══ INFORMATION SUPPLIED
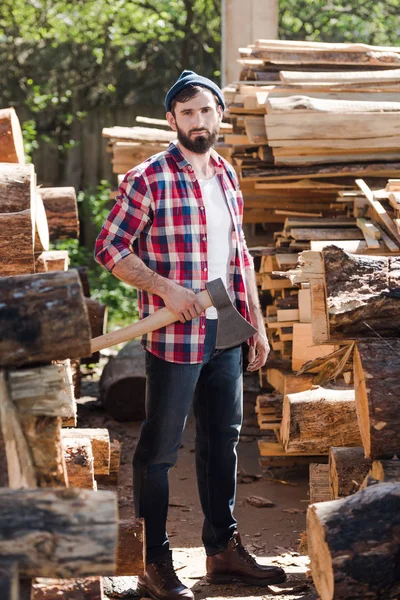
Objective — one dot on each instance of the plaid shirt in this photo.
(159, 215)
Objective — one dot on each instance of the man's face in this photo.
(197, 122)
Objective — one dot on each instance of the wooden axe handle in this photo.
(160, 318)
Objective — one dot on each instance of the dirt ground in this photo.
(271, 534)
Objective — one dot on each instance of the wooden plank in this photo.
(379, 210)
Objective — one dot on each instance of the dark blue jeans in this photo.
(215, 388)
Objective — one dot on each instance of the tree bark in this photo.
(100, 443)
(11, 140)
(377, 390)
(123, 384)
(60, 533)
(79, 462)
(48, 322)
(317, 419)
(354, 545)
(16, 243)
(62, 212)
(347, 470)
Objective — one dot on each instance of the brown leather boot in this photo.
(235, 563)
(160, 582)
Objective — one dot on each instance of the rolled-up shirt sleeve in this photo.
(130, 214)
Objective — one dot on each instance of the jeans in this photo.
(215, 389)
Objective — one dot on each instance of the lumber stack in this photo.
(307, 119)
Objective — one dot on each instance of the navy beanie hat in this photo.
(191, 78)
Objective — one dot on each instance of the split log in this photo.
(131, 548)
(386, 470)
(9, 579)
(319, 483)
(60, 533)
(100, 443)
(377, 390)
(43, 318)
(316, 419)
(62, 212)
(11, 140)
(123, 384)
(16, 243)
(347, 470)
(354, 545)
(115, 460)
(79, 461)
(53, 260)
(43, 436)
(90, 588)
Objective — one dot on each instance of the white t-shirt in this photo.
(219, 235)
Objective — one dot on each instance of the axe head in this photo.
(232, 328)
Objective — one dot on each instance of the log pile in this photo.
(45, 323)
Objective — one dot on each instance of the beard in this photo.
(199, 144)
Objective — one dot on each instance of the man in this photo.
(176, 224)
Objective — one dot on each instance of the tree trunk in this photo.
(386, 470)
(90, 588)
(16, 243)
(123, 384)
(60, 533)
(354, 545)
(79, 462)
(100, 442)
(314, 420)
(48, 322)
(62, 212)
(377, 389)
(347, 470)
(131, 548)
(11, 140)
(319, 483)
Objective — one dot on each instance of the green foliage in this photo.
(120, 298)
(364, 21)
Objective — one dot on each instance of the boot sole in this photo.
(231, 578)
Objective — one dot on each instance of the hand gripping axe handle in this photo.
(232, 328)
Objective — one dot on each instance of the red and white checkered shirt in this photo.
(159, 215)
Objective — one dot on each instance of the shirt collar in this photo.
(184, 164)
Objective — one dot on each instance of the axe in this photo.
(232, 328)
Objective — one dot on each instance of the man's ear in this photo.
(171, 120)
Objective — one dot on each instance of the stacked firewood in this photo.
(355, 306)
(309, 117)
(48, 496)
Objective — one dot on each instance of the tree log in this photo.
(357, 288)
(79, 461)
(131, 547)
(16, 243)
(44, 318)
(123, 384)
(53, 260)
(62, 533)
(319, 482)
(354, 545)
(90, 588)
(100, 442)
(43, 435)
(314, 420)
(347, 470)
(62, 212)
(386, 470)
(377, 389)
(115, 460)
(11, 140)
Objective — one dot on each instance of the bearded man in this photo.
(177, 224)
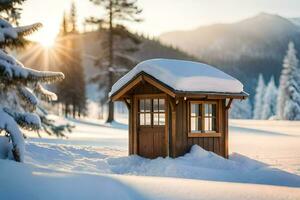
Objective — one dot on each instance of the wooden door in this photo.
(151, 129)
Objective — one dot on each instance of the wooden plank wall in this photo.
(184, 143)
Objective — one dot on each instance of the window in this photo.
(152, 112)
(203, 117)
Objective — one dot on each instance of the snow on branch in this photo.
(11, 69)
(9, 33)
(45, 94)
(9, 125)
(27, 96)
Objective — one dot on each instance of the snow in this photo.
(8, 124)
(183, 76)
(92, 165)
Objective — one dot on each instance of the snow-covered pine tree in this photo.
(18, 85)
(116, 52)
(258, 99)
(241, 110)
(288, 102)
(270, 100)
(10, 10)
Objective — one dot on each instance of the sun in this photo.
(47, 42)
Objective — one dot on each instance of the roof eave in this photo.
(143, 76)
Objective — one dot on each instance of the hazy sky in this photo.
(160, 15)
════
GOAL - Turn every line of the items above into a numbered list, skipping blank lines. Leave the pictures out.

IN RESPONSE -
1. Objective — one dot on each instance of the plaid shirt in this photo.
2. (159, 215)
3. Objective — one dot on each instance of the man's face in this photo.
4. (197, 122)
5. Objective — one dot on each instance of the wooden axe handle in this photo.
6. (160, 318)
7. Objective — one dot on each instance of the dirt ground in this photo.
8. (271, 534)
9. Objective — one dot on each instance of the wooden plank in this photo.
10. (379, 210)
11. Objective — one dot on each instance of the dark blue jeans in this photo.
12. (215, 388)
13. Objective — one dot on each instance of the tree bark in this photo.
14. (100, 443)
15. (11, 140)
16. (377, 390)
17. (123, 384)
18. (60, 533)
19. (79, 462)
20. (48, 322)
21. (317, 419)
22. (354, 545)
23. (16, 243)
24. (62, 212)
25. (347, 470)
26. Objective — one dot on each instance of the brown leather boot in this photo.
27. (235, 563)
28. (160, 582)
29. Objective — one dot on each instance of the rolled-up shirt sleeve in this photo.
30. (130, 214)
31. Objective — one dot on each instance of the jeans in this photo.
32. (215, 389)
33. Objective — one dot on each instance of the lumber stack in this photo.
34. (307, 119)
35. Objective — one dot on each instance of the navy beanie hat in this photo.
36. (191, 78)
37. Objective — one dot on each instance of the split log in this photo.
38. (131, 548)
39. (386, 470)
40. (9, 579)
41. (319, 483)
42. (60, 533)
43. (100, 443)
44. (377, 390)
45. (43, 318)
46. (316, 419)
47. (62, 212)
48. (11, 140)
49. (123, 384)
50. (16, 243)
51. (347, 470)
52. (354, 545)
53. (115, 460)
54. (79, 461)
55. (53, 260)
56. (43, 436)
57. (90, 588)
58. Objective — one dot on each instance of the white t-shirt in this photo.
59. (219, 235)
60. Objective — one dot on each instance of the axe head in this photo.
61. (232, 328)
62. Objective — one dot on each instance of the log pile in this photo.
63. (45, 323)
64. Objective — one dot on each instance of the beard in this photo.
65. (199, 144)
66. Objective — one dot on each instance of the man in this photo.
67. (176, 224)
68. Objective — one dot on each instance of the tree trunk in this photo.
69. (386, 470)
70. (90, 588)
71. (16, 243)
72. (123, 384)
73. (60, 533)
74. (354, 545)
75. (79, 462)
76. (100, 442)
77. (314, 420)
78. (48, 322)
79. (62, 212)
80. (377, 389)
81. (347, 470)
82. (131, 548)
83. (11, 140)
84. (319, 483)
85. Objective — one dot on each instance of the green foliage in this photo.
86. (120, 298)
87. (364, 21)
88. Objective — one dot on each instance of the boot sole in this photo.
89. (231, 578)
90. Objective — one dot on each instance of the hand gripping axe handle in this photo.
91. (232, 328)
92. Objective — one dot on each instance of the red and white checkered shirt in this photo.
93. (159, 215)
94. Objective — one dot on each instance of the shirt collar in this photo.
95. (184, 164)
96. Objective — one dot on each instance of the axe in this photo.
97. (232, 328)
98. Objective — one dot on each instance of the man's ear in this photo.
99. (171, 120)
100. Objective — one dot on each instance of the stacked firewood in this photo.
101. (355, 306)
102. (309, 117)
103. (48, 496)
104. Objective — one dot on each instance of the tree log in this photo.
105. (357, 288)
106. (79, 461)
107. (131, 547)
108. (16, 243)
109. (44, 318)
110. (123, 384)
111. (53, 260)
112. (62, 533)
113. (319, 482)
114. (354, 545)
115. (90, 588)
116. (100, 442)
117. (43, 435)
118. (314, 420)
119. (347, 470)
120. (62, 212)
121. (386, 470)
122. (377, 389)
123. (115, 460)
124. (11, 140)
125. Objective — one dot on each instance of the bearded man in this photo.
126. (177, 224)
127. Objective — one dot on each instance of the wooden door in this photo.
128. (151, 129)
129. Objective — one dot on each instance of the wooden plank wall in this photo.
130. (184, 143)
131. Objective — one dot on each instance of the window in this photo.
132. (152, 112)
133. (203, 117)
134. Objective — one dot on each instance of the snow on branch in this photo.
135. (11, 69)
136. (9, 33)
137. (45, 94)
138. (9, 125)
139. (27, 96)
140. Objective — one dot on each instance of the snow in this photo.
141. (8, 124)
142. (183, 76)
143. (92, 165)
144. Objective — one dot on each instance of the snow-covered pine tree in this photo.
145. (18, 85)
146. (116, 52)
147. (258, 99)
148. (241, 110)
149. (288, 102)
150. (270, 100)
151. (10, 10)
152. Objective — one dot on each instance of the sun in this photo.
153. (47, 42)
154. Objective — one dot on each instance of the roof eave in this photo.
155. (143, 76)
156. Objective — one dot on each instance of the hazy sky in this photo.
157. (160, 15)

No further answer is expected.